■ **Work required**: Select every line in the records below that contains the string "water", and copy each of those lines out in full.

Excerpts from bounding box data
>> BEGIN
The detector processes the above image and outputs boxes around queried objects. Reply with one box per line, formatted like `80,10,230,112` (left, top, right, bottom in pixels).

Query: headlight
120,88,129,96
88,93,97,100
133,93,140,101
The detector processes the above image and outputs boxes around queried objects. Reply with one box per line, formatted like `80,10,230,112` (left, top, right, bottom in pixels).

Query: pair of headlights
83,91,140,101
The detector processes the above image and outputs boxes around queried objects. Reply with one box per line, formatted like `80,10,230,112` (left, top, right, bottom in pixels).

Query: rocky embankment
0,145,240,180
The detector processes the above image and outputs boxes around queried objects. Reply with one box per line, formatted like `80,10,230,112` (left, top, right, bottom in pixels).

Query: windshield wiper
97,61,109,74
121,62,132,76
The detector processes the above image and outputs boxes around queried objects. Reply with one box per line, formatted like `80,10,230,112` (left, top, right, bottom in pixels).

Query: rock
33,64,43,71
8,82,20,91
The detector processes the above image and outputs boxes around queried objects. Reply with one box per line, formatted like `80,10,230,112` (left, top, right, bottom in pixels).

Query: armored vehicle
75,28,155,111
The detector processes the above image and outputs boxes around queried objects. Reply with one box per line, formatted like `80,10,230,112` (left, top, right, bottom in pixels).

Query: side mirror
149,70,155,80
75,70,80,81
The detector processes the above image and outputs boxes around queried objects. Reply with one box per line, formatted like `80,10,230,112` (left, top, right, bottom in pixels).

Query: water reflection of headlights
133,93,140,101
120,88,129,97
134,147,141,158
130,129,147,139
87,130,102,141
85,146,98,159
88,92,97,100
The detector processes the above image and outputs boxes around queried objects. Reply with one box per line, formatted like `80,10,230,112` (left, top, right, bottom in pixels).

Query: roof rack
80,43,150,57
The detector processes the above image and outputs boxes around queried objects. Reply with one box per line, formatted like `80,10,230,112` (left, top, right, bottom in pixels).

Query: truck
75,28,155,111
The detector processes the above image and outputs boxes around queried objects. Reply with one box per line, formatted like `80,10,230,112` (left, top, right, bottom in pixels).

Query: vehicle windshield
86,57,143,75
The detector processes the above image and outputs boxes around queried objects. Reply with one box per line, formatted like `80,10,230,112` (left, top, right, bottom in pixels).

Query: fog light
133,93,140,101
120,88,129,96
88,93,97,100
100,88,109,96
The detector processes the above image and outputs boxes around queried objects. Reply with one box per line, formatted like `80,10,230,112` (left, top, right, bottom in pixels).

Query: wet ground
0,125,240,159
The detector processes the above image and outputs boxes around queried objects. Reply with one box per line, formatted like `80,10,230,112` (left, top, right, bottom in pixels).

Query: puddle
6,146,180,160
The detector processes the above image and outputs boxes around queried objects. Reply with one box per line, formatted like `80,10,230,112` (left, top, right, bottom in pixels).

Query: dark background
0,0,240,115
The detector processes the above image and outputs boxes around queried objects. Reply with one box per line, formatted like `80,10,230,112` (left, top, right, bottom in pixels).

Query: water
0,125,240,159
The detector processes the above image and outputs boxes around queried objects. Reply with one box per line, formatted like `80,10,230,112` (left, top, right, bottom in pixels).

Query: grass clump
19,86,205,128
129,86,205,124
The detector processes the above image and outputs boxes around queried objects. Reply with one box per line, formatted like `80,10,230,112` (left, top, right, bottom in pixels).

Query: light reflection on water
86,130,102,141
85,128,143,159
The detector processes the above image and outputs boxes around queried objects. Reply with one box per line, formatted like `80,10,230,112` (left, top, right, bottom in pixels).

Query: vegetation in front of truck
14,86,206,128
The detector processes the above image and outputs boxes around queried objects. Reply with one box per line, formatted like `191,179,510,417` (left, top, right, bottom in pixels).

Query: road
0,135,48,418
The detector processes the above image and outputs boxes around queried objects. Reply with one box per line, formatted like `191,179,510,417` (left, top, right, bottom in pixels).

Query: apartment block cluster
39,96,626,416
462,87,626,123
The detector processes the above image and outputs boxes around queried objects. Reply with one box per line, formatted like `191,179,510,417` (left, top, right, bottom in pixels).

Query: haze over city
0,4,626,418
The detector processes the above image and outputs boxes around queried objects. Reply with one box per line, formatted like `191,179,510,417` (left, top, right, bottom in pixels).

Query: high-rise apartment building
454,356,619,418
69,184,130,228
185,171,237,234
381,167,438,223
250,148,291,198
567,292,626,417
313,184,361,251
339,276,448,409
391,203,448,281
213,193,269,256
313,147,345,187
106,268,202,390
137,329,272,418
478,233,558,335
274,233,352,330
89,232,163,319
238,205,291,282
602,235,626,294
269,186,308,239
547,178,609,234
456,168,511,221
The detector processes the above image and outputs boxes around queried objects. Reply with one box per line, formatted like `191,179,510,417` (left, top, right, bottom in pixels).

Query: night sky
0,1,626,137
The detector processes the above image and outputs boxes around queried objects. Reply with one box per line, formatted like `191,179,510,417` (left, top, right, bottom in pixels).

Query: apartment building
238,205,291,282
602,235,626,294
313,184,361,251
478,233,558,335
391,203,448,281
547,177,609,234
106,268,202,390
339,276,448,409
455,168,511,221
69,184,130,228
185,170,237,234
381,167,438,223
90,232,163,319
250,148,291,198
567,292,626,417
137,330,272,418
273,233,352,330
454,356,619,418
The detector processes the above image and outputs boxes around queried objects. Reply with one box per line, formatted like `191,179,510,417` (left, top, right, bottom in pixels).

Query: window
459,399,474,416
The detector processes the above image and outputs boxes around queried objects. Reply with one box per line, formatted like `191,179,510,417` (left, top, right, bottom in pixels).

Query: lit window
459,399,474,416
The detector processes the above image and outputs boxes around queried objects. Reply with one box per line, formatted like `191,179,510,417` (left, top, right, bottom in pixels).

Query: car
>> END
■ **Solution for this task**:
Query: water reflection of headlights
Query: water
Query: light reflection on water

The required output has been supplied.